==== Exercise input ====

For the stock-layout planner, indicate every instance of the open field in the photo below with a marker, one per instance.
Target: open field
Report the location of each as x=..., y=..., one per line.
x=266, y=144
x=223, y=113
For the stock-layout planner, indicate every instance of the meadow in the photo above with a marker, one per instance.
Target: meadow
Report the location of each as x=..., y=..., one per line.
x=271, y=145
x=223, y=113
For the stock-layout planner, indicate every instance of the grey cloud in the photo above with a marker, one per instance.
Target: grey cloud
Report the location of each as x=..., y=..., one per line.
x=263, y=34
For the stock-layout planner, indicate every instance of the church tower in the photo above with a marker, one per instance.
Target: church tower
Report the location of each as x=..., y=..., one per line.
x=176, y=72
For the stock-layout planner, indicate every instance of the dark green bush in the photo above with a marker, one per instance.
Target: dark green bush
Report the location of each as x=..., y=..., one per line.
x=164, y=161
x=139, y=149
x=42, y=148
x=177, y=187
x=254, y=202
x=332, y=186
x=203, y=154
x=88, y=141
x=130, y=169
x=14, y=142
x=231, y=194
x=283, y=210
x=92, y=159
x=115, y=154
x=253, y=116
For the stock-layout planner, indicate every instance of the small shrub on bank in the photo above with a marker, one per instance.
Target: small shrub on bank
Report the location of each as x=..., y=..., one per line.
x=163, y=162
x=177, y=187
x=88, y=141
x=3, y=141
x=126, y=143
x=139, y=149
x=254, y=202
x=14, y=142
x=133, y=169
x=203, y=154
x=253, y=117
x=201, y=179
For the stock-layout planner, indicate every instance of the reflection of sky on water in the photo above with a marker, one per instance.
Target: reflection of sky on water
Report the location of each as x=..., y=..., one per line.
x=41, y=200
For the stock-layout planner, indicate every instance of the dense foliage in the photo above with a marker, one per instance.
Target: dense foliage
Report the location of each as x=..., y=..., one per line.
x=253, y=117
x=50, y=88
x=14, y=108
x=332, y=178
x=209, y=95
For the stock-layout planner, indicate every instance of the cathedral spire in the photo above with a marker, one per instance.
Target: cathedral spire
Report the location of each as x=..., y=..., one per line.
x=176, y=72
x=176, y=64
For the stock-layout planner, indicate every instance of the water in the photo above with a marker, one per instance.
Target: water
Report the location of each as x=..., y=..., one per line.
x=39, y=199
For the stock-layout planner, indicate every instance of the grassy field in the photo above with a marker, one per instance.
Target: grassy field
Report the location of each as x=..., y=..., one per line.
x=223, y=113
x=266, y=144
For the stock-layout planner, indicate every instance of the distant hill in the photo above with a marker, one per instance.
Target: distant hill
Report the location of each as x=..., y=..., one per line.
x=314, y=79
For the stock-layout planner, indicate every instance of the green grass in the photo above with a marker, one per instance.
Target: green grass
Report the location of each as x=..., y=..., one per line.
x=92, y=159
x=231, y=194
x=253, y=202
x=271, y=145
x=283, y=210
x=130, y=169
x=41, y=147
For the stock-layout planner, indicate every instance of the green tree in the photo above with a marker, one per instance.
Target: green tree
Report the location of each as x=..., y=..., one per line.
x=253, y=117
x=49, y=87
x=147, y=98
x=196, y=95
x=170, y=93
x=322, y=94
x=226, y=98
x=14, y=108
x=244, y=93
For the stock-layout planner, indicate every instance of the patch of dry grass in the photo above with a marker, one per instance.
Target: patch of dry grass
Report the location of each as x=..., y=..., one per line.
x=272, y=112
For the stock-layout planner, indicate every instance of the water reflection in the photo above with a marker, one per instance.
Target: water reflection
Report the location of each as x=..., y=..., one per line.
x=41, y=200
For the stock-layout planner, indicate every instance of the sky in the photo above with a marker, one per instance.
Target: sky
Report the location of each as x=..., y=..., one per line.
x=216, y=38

====

▸ **Set exercise**
Print the entries exactly. Include every one.

▸ **Full solution**
For the stock-layout planner, indicate every instance of the open field in the photo below with a marker, one per instance.
Target: open field
Report the location of each as x=..., y=..., one per line.
x=266, y=144
x=223, y=113
For the stock-layout planner, indicate every instance of the meadow in the photo above with a marker, one per instance.
Target: meadow
Report the location of each as x=..., y=..., one per line.
x=271, y=145
x=223, y=113
For the stock-layout planner, indicate every instance of the grey cloud in the photo above with a marker, one per instance.
Target: grey cloud
Report the location of each as x=..., y=..., one per line.
x=263, y=34
For the stock-layout planner, indicate every instance of the church tower in the photo above with a marker, one per instance.
Target: church tower
Report the location of each as x=..., y=..., one per line.
x=176, y=72
For the stock-layout planner, indicate every instance of the dark green bush in the photo above with a marker, one per instance.
Target: dark green bush
Report the location of each as x=..., y=..., one per line.
x=164, y=161
x=139, y=149
x=42, y=148
x=177, y=187
x=254, y=202
x=332, y=186
x=203, y=154
x=88, y=141
x=130, y=169
x=14, y=142
x=231, y=194
x=283, y=210
x=92, y=159
x=115, y=154
x=253, y=116
For the stock-layout planner, indicate every instance of the small shrub on bank in the photo above with a marker, one per instance.
Target: small shrub on bank
Report the location of each as x=..., y=..., one per line.
x=163, y=162
x=177, y=187
x=88, y=141
x=3, y=141
x=126, y=143
x=139, y=149
x=254, y=202
x=14, y=142
x=133, y=169
x=203, y=154
x=253, y=117
x=201, y=179
For the stock-layout planner, indicate every instance of the reflection of sky on water in the photo above with a marker, one per instance.
Target: reflection of sky on water
Report the location of each as x=..., y=..., one per line.
x=41, y=200
For the stock-layout planner, indicate every instance of the dense foliage in the photo above with a marker, one per instance.
Target: dense foliage
Report the location of each as x=..., y=..., one per line.
x=253, y=117
x=50, y=88
x=14, y=108
x=332, y=178
x=209, y=95
For the stock-layout planner, indicate every instance of the cathedral spire in the photo above with a marker, one per instance.
Target: cathedral spire
Report the location of each as x=..., y=..., one per line.
x=176, y=72
x=176, y=64
For the stock-layout planner, indicate every instance of the water in the photo above with a marker, one per instance.
Target: water
Report the location of each as x=..., y=..., one per line.
x=39, y=199
For the stock-layout planner, indicate every instance of the grassy field in the photo above with a marker, one per instance.
Target: grassy field
Report the location of each as x=..., y=..., one per line.
x=223, y=113
x=266, y=144
For the stock-layout planner, indicate every instance of the distant hill in the photo above with a marker, one per instance.
Target: distant hill
Report the location of each as x=..., y=..., one per line.
x=314, y=79
For the stock-layout planner, indicate every instance of the green grass in the photo above with a marker, one per instance.
Target: green grass
Report the location of each as x=..., y=..., one per line.
x=92, y=159
x=231, y=194
x=253, y=202
x=271, y=145
x=283, y=210
x=130, y=169
x=41, y=147
For the stock-layout planner, indicate every instance of the green tree in the photo above with a marker, one per instance.
Target: green tree
Report the location of each as x=..., y=..., one per line.
x=253, y=117
x=49, y=87
x=147, y=98
x=196, y=95
x=170, y=93
x=322, y=94
x=226, y=98
x=14, y=108
x=244, y=93
For the stock-layout planner, indicate every instance of the patch of dry grass in the photo above with a marker, one per instance.
Target: patch of dry grass
Report the location of each as x=..., y=..., one per line.
x=272, y=112
For the stock-layout planner, indicate every instance of the water reflection in the photo above with a marker, one per instance.
Target: water reflection
Report the location of each as x=..., y=..., one per line.
x=41, y=200
For the stock-layout planner, indicate every instance of the sky in the photo above with a marker, one per instance.
Target: sky
Report the location of each as x=..., y=..., one per line.
x=216, y=38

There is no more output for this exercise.